» **Task prompt**
Can you retype every one of the lines below word for word, with nothing changed?

» **Records for this task**
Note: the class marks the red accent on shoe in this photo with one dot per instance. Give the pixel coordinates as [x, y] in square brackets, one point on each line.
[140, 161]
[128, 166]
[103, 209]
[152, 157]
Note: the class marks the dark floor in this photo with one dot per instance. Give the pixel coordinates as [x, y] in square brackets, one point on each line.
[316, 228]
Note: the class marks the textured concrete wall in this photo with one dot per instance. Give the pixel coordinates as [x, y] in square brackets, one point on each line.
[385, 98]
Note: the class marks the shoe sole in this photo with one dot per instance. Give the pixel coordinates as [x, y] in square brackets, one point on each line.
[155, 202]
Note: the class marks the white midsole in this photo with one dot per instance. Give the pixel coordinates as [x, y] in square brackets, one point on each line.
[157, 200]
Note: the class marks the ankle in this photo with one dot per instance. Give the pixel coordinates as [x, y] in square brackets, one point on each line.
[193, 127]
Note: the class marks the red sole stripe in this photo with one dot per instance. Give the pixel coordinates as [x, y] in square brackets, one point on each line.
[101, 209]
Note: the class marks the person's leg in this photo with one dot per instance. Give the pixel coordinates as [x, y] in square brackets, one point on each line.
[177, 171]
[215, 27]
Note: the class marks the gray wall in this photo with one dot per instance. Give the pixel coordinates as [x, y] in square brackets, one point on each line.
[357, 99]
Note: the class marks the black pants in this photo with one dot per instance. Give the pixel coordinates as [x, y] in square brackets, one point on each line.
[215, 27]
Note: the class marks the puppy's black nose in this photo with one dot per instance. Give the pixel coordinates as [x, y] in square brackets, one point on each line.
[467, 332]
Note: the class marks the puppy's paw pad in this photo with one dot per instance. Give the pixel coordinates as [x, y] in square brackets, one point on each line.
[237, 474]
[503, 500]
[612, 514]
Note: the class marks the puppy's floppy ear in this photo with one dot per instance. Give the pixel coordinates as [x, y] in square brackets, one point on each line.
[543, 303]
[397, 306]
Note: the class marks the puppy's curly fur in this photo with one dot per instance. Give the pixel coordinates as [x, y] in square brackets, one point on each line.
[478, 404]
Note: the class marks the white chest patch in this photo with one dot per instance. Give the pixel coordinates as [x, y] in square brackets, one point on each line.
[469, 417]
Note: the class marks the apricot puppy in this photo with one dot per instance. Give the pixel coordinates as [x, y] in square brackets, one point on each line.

» **The response**
Note: the class marks the red accent on shoe in this photo with one dot per instance. Give the pixel coordinates as [x, y] in square brackets, one point on each line.
[140, 161]
[128, 166]
[103, 209]
[152, 157]
Note: the class marks the dark floor in this photo with one dot per instance. Give the pixel coordinates as [x, y] in square brackets, one point on each line.
[316, 228]
Note: the class marks the textured concrete wall in this photo with one dot per instance. Give the pixel coordinates as [x, y] in square brackets, one point on each line.
[385, 98]
Note: the class marks the shoe sole in this photo with one dot per instance. Give the pixel coordinates as [x, y] in square brackets, one point on each line.
[155, 202]
Note: the class marks the white midsole in this photo with one dot per instance. Give the pixel coordinates as [x, y] in square brackets, one point on each line.
[157, 200]
Note: the class marks the ankle in this photo with one dot per instance. Give the pixel coordinates as [x, y] in square brackets, one point on each line.
[193, 127]
Note: the class marks the red sole stripe in this photo with one dot per instance. Give the pixel coordinates as [x, y] in square brackets, one point on each line.
[101, 209]
Note: the class marks the person's leg in this photo with one dot per instance. Give the pixel coordinates as [x, y] in square brackets, one point on each line.
[177, 171]
[215, 27]
Note: the class marks the gray wall in this photo with one dot per instance. Give the pixel coordinates as [x, y] in square brackets, one point on each line.
[357, 99]
Note: the class marks the black pants in this photo with one dot per instance. Give the pixel coordinates as [x, y] in square brackets, one point on each line.
[215, 27]
Note: the class marks the puppy's black nose in this photo with one dot per instance. Give the pixel coordinates as [x, y] in square brackets, one point on each line.
[467, 332]
Note: the class marks the puppy's paw pad in this photo with one dot per instance. Give the pixel coordinates as [x, y] in square brackets, one point on each line.
[237, 474]
[503, 500]
[612, 514]
Note: the class marks the puppy's floppy ear in this photo with one dot per instance. Give the pixel coordinates as [x, y] in square brackets, one point on each line.
[543, 303]
[397, 306]
Note: the class marks the puppy's curly fur in this photo with one dot per instance. Give the pixel coordinates as [x, y] in square brackets, one point on each line.
[478, 404]
Note: the class marks the white chest patch in this photo with one dot per instance. Give the pixel coordinates as [x, y] in square brackets, one point on each line.
[469, 417]
Note: the class marks the apricot puppy in this photo with one dot per instance. Give the pixel coordinates as [x, y] in square brackets, one point on each line.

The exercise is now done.